• **INSTRUCTIONS FOR THE TASK**:
Rewrite the rows below with "thickest part" changed to "widest part" everywhere it occurs, keeping everything else the same.

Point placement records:
— begin —

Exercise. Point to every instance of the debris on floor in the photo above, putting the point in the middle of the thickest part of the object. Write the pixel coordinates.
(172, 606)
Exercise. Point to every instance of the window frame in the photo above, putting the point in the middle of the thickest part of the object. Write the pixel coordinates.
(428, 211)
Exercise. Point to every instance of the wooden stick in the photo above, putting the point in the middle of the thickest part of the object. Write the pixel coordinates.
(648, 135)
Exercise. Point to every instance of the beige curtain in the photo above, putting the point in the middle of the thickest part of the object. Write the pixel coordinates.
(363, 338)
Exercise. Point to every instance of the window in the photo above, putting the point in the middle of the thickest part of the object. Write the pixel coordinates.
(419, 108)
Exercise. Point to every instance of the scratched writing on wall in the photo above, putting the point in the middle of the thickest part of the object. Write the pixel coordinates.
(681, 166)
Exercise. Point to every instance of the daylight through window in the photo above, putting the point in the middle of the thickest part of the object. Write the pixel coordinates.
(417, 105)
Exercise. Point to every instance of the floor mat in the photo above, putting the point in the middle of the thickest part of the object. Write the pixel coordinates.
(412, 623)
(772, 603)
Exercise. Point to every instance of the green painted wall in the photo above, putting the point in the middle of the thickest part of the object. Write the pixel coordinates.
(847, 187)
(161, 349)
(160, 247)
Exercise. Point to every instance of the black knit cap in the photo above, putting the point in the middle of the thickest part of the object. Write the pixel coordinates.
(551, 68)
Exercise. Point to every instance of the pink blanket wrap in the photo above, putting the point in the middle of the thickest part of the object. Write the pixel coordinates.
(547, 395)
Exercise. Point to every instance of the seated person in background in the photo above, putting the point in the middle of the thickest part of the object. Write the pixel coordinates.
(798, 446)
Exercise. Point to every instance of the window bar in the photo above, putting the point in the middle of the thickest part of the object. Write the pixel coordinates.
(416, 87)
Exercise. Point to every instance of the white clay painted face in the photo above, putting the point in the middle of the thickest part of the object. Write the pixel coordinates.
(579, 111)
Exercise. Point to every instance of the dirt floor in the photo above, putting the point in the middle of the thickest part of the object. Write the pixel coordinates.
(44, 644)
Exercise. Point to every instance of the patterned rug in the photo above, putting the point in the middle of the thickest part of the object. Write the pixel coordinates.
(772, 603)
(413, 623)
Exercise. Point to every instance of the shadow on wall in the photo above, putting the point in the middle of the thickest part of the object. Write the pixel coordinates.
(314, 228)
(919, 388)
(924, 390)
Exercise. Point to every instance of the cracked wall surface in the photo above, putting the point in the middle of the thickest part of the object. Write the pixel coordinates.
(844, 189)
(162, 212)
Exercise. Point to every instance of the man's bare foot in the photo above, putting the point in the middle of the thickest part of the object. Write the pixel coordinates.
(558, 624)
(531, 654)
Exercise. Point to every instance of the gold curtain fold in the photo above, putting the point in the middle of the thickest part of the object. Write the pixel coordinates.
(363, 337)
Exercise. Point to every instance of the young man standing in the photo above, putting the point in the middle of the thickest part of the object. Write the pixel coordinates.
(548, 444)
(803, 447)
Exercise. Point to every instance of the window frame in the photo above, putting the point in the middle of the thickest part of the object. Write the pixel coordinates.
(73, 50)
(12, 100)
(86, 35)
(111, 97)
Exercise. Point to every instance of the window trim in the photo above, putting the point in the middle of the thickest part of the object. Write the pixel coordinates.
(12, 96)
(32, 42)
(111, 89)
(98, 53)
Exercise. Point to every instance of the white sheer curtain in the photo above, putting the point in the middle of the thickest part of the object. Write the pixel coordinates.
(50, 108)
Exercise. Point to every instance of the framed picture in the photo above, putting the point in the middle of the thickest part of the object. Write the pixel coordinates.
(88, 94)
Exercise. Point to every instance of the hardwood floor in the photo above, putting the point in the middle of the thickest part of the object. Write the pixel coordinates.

— end —

• **RESPONSE FOR THIS EXERCISE**:
Exercise. Point to every instance of the debris on floor in the photo above, putting the point in the middle of the widest part of the object. Write the pixel coordinates.
(172, 606)
Exercise. Point to every instance of the window frame in the photo above, putting the point in the middle of the widest part of the object. Write the pixel coordinates.
(428, 211)
Exercise. Point to every instance of the wooden stick in the photo above, putting the point in the middle of the widest part of the object. Write the pixel coordinates.
(648, 135)
Exercise. Point to every instance of the beige curtain in the photo above, putting the point in the middle of the widest part of the object. Write the pixel coordinates.
(363, 338)
Exercise. Point to every instance of the window in the photo above, putting the point in the middle of the widest part of the object. Write the pixel coordinates.
(419, 108)
Exercise. Point to every instance of the scratched writing on wall in the photo above, putting the point in the middle of the widest part of the object. Write the pixel coordinates.
(681, 166)
Exercise. Point to every instance of the daylight through window in the photo above, putting the point in the middle of the widest part of the object. Write the pixel coordinates.
(417, 105)
Exercise. Point to every instance of the floor mat in the photo above, putting the point in the middle of the widest part of the object. Write the pixel coordinates.
(412, 623)
(772, 603)
Exercise. Point to every instance of the green painted wall in the photo above, putting the point in the middle of the widest part of the object. Write the pixel coordinates.
(847, 187)
(161, 349)
(160, 247)
Exercise. Point to every instance of the black knit cap in the photo above, putting the point in the middle of the widest part of the object. Write the pixel coordinates.
(551, 68)
Exercise. Point to every instance of the pink blanket wrap in the photo above, putting the point in the middle of the widest part of the object. Write the pixel coordinates.
(547, 395)
Exercise. Point to every instance of the seated person in background in the photo above, putting the point in the middle of the widest part of the object. Write the pixel coordinates.
(798, 446)
Exercise. Point to every instance of the window bar in the photo above, putting the point in the middle of the widest part of the object. Write the pixel coordinates.
(416, 87)
Exercise. Point to every instance of the white clay painted face in the photo above, putting the point in the middle of the widest part of the object. Write the pixel coordinates.
(579, 111)
Exercise. Point to every instance of the dirt floor in the photo above, putting the point in the middle of the widest part of the object. Write the pixel coordinates.
(44, 644)
Exercise. Point to every instance of the patterned rug in the photo above, putting the point in the middle of the widest part of the object. Write the pixel coordinates.
(772, 603)
(413, 623)
Exercise. Point to every instance of the shadow on wall in the photo above, putting the point in the middle of the widest part of the object. Write the pixel coordinates.
(314, 228)
(919, 388)
(924, 390)
Exercise. Point to every instance of the cracked wall surface in the photo above, putting the point in the middle of the widest part of the object. Write the pixel coordinates.
(844, 189)
(162, 212)
Exercise. Point to every instance of the man's bare foot in the photo above, putting the point in the middle of the widest part of the object. Write the pixel coordinates.
(558, 624)
(531, 654)
Exercise. Point to every instance of the gold curtain fold in the photo above, putting the point in the middle of the widest part of the object. Write the pixel coordinates.
(363, 337)
Exercise. Point to every instance of the young man standing in the photo above, putting the point in the middle of the widest part of the object. Write the pixel coordinates.
(548, 444)
(803, 447)
Exercise. Point to every instance of the window frame in the photo above, putting the point in the middle of the widest part of the object. Write the pixel coordinates.
(73, 50)
(12, 100)
(86, 35)
(111, 97)
Exercise. Point to every instance of the window trim in the photo above, putting the point in the middle of the widest part of the object. Write the pixel coordinates.
(12, 96)
(32, 42)
(111, 89)
(98, 53)
Exercise. Point to every instance of the white sheer curtain in the photo above, putting the point in the middle of the widest part of the object. Write the pixel coordinates.
(50, 108)
Exercise. Point to every instance of the framed picture in the photo above, putting the point in the middle of the widest part of the object. Write the pixel coordinates.
(88, 94)
Exercise. Point to every instance of the hardwood floor in the photo above, putting the point in the middle of the widest part of the object. Write the pixel coordinates.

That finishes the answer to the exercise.